Guns and Gospel: Imperialism and Evangelism in China

Written by Ambrose Mong Reviewed By Andrew T. Kaiser

Ambrose Mong, a Dominican priest and research associate at The Chinese University of Hong Kong, is known for his theological writings addressing issues related to religious pluralism and interfaith dialogue. In his latest book, Guns and Gospel, he employs his theological perspectives in an attempted evaluation of the interplay between imperialism and evangelism throughout the history of the Christian missionary project in China.

With prose that is easy to follow, Mong organizes his exploration of the relationship between mission and imperialism in China into eight chapters. Chapter one provides a brief overview of the global spread of Christianity from the early church up to the nineteenth century. Mong is primarily concerned in this book with Protestant mission efforts, though he does discuss Catholicism at times with mixed success. While his references to the Ming dynasty Jesuits seem organic and relevant to the overall argument, the Vatican II references feel forced and out of place. Historians may not be satisfied with Mong’s breezy summary in this first chapter, but he tries to cover a lot of territory at a brisk pace in order to reach his main area of interest: Christianity in China during the modern era.

- Stored data:
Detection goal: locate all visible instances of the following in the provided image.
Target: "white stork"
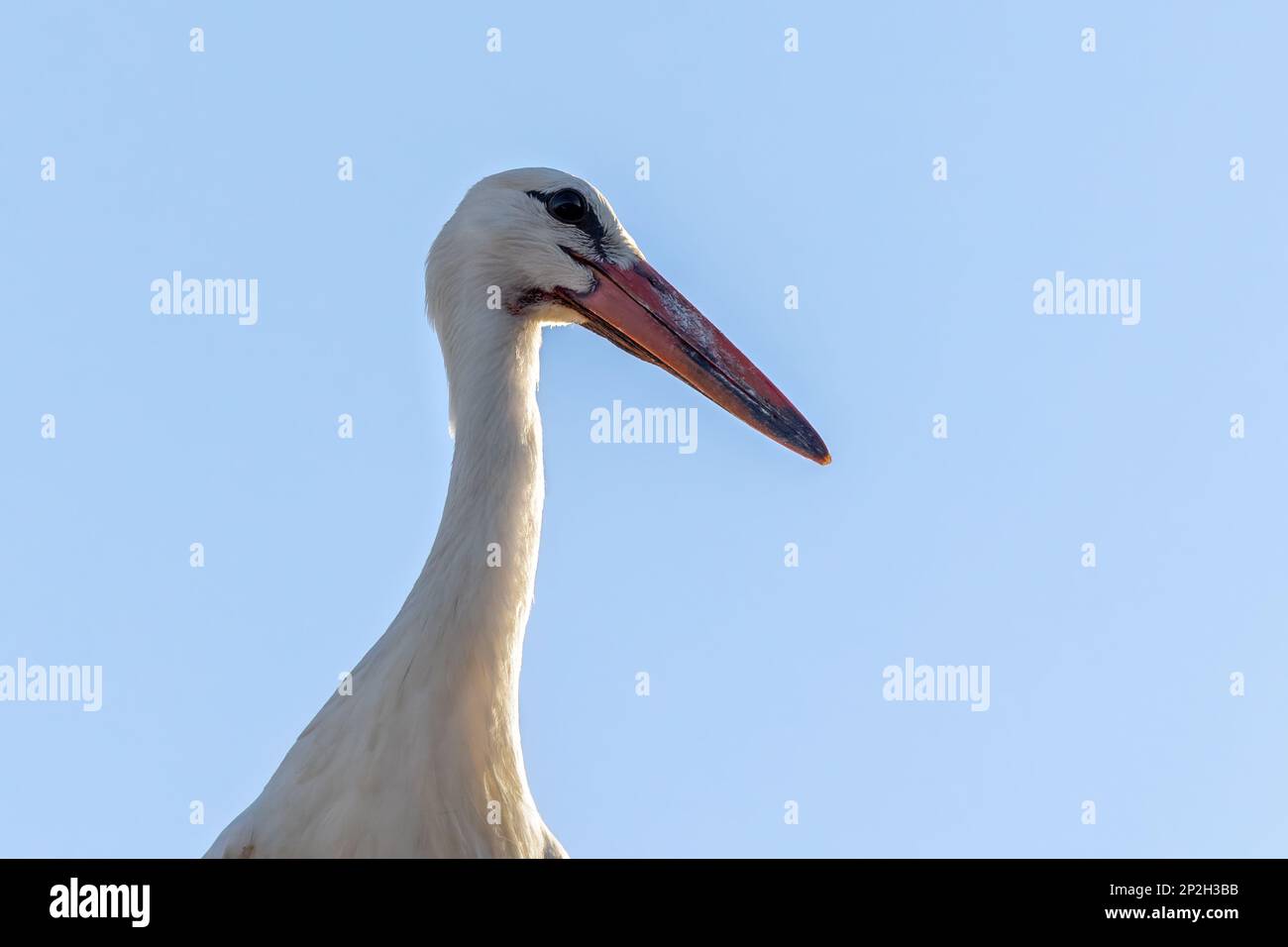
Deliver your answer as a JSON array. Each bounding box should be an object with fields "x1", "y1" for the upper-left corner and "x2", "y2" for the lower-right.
[{"x1": 207, "y1": 167, "x2": 831, "y2": 857}]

- Description of the task: According to the book review, into how many chapters does Mong organize his exploration of mission and imperialism in China?

- Answer to this task: Eight chapters.